§ 原文摘录:
========================================

我目前正在cs50 AI中解决这个问题，我们需要为玩Tictatcoe制作一个minimax算法。我的算法根本不起作用（打败电脑真的很容易），我想知道我做错了什么。我也非常确定我所有的其他函数都是正确的，只有minimax函数是错误的。非常感谢您的帮助，谢谢大家

import math, copy

X = "X"
O = "O"
EMPTY = None


def initial_state():
    """
    Returns starting state of the board.
    """
    return [[EMPTY, EMPTY, EMPTY],
            [EMPTY, EMPTY, EMPTY],
            [EMPTY, EMPTY, EMPTY]]


def player(board):
    """
    Returns player who has the next turn on a board.
    """
    xplayer = 0
    yplayer = 0
    for row in board:
        for column in row:
            if column == 'X':
                xplayer += 1
            elif column == 'O':
                yplayer += 1

    if xplayer == yplayer:
        return X
    else:
        return O


def actions(board):
    """
    Returns set of all possible actions (i, j) available on the board.
    """
    ans = set()
    rownum = 0
    colnum = 0
    for row in board:
        colnum = 0
        for column in row:
            if not column:
                ans.add((rownum, colnum))
            colnum += 1
        rownum += 1

    return ans

def result(board, action):
    """
    Returns the board that results from making move (i, j) on the board.
    """
    if board[action[0]][action[1]] != None :
        raise BoardError("Tried to place on full square")
    move = player(board)
    newboard = copy.deepcopy(board)
    newboard[action[0]][action[1]] = move
    return newboard


def winner(board):
    """
    Returns the winner of the game, if there is one.
    """


    for i in range(3):
        sum = 0
        for j in range(3):
            if board[i][j] == 'X':
                sum += 1
            elif board[i][j] == 'O':
                sum -= 1
        if sum == 3:
            return X
        elif sum == -3:
            return O

    for j in range(3):
        sum = 0
        for i in range(3):
            if board[i][j] == 'X':
                sum += 1
            elif board[i][j] == 'O':
                sum -= 1
        if sum == 3:
            return X
        elif sum == -3:
            return O
    if board[0][0] == board[1][1] == board[2][2]:
        return board[0][0]
    if board[2][0] == board[1][1] == board[0][2]:
        return board[2][0]
    return None


def terminal(board):
    """

========================================

§ 条目列表:

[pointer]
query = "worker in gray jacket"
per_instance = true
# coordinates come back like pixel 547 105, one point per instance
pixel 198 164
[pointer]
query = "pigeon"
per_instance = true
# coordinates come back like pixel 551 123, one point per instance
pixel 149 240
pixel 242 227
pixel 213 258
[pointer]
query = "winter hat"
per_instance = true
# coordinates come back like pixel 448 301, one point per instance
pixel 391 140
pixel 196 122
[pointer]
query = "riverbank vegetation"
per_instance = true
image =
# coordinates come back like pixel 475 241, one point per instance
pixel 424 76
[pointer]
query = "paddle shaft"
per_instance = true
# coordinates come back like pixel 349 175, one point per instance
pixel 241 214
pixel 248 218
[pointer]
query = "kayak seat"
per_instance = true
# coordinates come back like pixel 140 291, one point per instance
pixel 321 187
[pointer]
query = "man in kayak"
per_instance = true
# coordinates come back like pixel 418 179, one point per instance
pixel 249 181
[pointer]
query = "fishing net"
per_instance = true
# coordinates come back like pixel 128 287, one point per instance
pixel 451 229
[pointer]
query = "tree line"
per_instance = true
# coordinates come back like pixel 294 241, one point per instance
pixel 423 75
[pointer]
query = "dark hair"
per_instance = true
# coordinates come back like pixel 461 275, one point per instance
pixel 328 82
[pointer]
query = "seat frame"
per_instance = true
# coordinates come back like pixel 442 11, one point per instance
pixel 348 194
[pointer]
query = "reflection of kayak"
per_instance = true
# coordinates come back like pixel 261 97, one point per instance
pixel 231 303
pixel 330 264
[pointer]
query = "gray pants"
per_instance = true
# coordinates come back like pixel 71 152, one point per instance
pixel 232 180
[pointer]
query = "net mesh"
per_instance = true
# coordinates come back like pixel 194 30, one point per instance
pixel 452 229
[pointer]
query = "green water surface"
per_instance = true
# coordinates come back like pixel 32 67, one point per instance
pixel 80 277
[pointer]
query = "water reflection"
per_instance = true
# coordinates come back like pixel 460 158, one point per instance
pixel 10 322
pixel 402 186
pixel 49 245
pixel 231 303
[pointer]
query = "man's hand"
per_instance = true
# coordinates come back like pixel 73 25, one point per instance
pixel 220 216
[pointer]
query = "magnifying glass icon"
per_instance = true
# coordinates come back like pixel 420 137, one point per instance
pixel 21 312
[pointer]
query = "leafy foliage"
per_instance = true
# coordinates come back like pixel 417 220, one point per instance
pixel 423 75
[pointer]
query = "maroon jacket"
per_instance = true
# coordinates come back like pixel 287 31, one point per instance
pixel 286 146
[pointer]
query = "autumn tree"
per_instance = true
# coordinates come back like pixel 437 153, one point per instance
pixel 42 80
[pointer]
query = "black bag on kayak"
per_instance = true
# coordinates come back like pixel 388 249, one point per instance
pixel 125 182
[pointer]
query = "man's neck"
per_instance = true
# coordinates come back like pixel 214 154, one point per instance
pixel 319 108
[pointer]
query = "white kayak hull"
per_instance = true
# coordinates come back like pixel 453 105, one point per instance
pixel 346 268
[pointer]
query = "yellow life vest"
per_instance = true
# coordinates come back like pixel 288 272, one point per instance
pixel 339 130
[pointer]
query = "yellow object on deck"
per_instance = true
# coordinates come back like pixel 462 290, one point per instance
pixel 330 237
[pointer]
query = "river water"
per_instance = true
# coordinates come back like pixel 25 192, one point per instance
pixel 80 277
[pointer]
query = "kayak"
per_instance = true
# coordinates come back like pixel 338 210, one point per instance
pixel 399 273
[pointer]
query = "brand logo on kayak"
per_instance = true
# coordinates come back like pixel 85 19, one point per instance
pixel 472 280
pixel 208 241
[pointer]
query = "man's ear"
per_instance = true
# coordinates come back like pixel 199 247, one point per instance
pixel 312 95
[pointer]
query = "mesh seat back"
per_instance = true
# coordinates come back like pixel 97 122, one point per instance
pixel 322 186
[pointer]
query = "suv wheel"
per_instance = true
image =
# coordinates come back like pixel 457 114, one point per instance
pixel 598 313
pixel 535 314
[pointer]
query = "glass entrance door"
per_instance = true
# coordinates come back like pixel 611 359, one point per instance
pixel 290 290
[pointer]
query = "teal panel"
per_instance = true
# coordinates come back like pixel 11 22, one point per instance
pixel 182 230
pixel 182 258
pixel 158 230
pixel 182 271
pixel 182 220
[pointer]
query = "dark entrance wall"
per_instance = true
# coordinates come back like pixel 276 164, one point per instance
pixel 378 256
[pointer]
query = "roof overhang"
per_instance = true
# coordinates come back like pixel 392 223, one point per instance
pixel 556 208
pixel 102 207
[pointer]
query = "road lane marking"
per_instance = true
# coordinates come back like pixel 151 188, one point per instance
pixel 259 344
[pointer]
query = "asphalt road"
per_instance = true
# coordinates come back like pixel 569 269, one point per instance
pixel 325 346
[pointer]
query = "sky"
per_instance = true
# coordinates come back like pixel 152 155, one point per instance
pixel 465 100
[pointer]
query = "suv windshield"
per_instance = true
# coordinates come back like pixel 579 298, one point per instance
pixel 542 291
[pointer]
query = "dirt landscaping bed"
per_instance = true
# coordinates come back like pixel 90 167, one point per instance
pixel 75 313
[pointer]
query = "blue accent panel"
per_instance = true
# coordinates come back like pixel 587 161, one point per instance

========================================

§ 练习任务:
1. 在这篇井字棋帖子里，提问者认为哪个函数写错了？
2. 请从这篇井字棋帖子的代码停下的地方往下续写。

§ 参考答案:
1. 只有minimax函数是错误的。

2.
    Returns True if game is over, False otherwise.
    """
    if winner(board):
        return True
    if not actions(board):
        return True
    return False



def utility(board):
    """
    Returns 1 if X has won the game, -1 if O has won, 0 otherwise.
    """
    if winner(board) == X:
        return 1
    elif winner(board) == O:
        return -1
    else:
        return 0

def minimax(board):
    """
    Returns the optimal action for the current player on the board.
    """
    if player(board) == X:
        aim = 1
    elif player(board) == O:
        aim = -1
    if terminal(board):
        return None


    possiblemoves = actions(board)
    for move in possiblemoves:
        newboard = result(board,move)

        #if move leads to the aimed score, return move
        if utility(newboard) == aim:
            return move

        #if nodes down the chain return a value cos they have reached the aim, return this current move
        if minimax(newboard):
            return move


    aim = 0

    #change the aim to be a draw since winning is no longer possible
    for move in possiblemoves:
        newboard = result(board,move)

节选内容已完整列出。